[Start of section]

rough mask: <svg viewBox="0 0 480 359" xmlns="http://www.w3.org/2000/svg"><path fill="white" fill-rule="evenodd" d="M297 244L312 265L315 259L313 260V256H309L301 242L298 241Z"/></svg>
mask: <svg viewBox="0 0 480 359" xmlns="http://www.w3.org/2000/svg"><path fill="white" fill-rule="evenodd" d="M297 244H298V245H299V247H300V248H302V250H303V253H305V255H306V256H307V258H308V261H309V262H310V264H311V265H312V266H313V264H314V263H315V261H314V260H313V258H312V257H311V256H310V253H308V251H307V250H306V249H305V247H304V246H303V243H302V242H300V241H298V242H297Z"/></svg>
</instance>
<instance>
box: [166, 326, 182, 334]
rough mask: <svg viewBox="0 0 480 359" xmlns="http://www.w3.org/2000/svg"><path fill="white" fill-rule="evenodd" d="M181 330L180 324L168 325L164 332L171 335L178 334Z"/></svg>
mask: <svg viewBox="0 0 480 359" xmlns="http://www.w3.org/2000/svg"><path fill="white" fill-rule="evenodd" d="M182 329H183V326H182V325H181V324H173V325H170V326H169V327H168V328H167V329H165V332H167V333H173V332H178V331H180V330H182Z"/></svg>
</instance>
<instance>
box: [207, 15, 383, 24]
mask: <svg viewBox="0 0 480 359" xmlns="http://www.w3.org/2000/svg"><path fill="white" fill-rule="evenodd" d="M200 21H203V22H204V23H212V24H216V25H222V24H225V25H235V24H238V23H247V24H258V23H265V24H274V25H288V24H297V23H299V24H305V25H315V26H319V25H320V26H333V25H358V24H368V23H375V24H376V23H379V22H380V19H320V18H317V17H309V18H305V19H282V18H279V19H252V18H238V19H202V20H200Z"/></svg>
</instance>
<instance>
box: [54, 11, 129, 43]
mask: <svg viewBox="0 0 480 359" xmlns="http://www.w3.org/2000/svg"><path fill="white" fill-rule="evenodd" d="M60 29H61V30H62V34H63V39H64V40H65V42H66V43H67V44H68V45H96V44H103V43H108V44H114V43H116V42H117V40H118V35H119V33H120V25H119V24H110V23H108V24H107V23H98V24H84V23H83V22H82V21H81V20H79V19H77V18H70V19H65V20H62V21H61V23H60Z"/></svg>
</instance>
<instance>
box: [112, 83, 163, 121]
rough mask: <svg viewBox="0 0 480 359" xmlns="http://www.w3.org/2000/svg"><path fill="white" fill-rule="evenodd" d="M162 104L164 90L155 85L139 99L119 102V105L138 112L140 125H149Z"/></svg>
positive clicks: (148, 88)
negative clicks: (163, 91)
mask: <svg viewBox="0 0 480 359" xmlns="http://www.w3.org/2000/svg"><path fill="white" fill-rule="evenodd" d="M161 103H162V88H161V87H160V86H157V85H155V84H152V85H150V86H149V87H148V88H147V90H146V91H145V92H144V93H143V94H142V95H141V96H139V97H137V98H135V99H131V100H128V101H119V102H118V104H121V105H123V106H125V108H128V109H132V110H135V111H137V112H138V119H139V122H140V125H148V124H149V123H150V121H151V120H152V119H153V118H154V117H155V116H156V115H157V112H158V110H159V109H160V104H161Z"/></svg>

[End of section]
[Start of section]

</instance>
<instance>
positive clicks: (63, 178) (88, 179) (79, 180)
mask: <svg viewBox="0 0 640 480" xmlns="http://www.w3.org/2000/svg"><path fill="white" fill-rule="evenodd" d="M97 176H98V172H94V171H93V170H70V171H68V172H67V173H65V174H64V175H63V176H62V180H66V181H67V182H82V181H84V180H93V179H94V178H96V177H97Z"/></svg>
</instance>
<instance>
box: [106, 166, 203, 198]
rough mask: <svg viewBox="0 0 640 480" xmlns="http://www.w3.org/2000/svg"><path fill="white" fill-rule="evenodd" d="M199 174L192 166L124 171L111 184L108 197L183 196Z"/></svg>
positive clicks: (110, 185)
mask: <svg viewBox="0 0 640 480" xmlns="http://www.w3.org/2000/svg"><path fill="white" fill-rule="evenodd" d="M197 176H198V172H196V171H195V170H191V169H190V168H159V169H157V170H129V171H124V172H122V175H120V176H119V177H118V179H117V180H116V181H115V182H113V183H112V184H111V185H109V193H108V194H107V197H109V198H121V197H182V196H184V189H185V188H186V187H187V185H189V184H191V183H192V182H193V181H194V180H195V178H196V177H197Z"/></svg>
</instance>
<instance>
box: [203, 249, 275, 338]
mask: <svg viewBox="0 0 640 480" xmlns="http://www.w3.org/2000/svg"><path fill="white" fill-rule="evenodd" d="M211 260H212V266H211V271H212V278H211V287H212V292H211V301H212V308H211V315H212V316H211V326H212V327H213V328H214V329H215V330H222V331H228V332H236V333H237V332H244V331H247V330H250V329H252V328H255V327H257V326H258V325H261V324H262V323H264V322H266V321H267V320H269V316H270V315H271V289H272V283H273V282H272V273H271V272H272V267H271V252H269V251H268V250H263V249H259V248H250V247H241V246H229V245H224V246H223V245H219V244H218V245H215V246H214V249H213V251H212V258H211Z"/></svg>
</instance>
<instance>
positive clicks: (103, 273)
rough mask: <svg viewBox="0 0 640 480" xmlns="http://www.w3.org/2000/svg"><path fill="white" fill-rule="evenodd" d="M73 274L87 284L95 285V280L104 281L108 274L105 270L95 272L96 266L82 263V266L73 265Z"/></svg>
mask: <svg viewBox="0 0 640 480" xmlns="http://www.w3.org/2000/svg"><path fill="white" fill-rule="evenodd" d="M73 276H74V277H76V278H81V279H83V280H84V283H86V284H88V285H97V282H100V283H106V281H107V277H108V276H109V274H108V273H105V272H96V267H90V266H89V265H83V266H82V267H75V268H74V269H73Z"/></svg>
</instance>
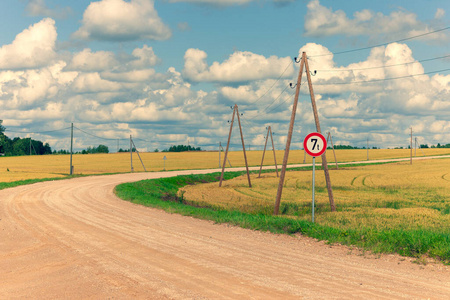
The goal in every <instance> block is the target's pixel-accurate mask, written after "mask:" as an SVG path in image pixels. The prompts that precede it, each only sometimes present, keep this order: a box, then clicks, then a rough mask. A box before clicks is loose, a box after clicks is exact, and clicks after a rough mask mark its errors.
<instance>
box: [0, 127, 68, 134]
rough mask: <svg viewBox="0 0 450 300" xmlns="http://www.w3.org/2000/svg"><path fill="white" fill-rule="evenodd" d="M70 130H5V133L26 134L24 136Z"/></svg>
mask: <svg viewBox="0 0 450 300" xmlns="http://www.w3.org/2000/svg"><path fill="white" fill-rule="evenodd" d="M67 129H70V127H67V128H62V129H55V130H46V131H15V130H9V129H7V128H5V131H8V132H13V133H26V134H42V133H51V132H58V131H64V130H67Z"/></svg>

[End of section]
[Start of section]

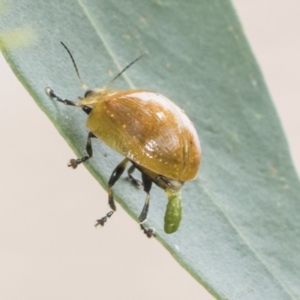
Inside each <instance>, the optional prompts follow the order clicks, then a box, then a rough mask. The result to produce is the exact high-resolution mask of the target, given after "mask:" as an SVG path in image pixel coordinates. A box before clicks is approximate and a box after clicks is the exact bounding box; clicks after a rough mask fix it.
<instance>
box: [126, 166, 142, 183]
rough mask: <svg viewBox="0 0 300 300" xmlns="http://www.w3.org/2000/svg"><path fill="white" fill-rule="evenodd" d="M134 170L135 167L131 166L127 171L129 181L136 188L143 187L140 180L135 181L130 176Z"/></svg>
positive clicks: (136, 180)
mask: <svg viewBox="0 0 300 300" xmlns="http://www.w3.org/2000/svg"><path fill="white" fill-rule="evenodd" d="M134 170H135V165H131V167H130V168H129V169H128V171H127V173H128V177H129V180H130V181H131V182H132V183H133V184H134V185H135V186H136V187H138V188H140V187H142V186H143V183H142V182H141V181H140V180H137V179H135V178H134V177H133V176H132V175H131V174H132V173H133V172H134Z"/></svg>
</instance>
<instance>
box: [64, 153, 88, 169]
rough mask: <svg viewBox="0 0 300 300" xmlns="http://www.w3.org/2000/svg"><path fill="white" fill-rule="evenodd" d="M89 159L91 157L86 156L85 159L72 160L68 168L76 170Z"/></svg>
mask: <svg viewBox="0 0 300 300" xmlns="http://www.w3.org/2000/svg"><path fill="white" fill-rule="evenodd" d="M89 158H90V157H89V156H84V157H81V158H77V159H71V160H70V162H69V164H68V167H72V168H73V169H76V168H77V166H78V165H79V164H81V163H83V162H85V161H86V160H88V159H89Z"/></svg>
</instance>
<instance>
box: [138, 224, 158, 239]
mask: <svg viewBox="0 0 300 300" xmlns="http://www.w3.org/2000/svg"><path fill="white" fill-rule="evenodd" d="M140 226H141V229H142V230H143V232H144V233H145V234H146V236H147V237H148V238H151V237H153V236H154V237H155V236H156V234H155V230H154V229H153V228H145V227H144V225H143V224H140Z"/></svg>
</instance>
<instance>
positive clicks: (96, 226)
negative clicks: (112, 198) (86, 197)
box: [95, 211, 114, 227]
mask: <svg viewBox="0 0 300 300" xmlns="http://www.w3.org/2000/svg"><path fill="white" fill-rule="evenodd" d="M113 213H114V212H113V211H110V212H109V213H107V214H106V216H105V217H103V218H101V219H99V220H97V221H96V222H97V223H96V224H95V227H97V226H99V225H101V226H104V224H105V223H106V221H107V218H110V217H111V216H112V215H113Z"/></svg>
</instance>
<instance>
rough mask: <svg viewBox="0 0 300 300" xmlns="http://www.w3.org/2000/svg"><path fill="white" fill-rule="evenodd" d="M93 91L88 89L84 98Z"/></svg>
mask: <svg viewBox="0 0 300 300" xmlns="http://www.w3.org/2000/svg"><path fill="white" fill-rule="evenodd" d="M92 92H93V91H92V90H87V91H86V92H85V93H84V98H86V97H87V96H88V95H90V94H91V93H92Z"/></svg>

[End of section]

Problem description: Locate every line in the records above that contains the word "negative" and copy each one.

Answer space:
negative clicks: (163, 91)
negative clicks: (112, 198) (86, 197)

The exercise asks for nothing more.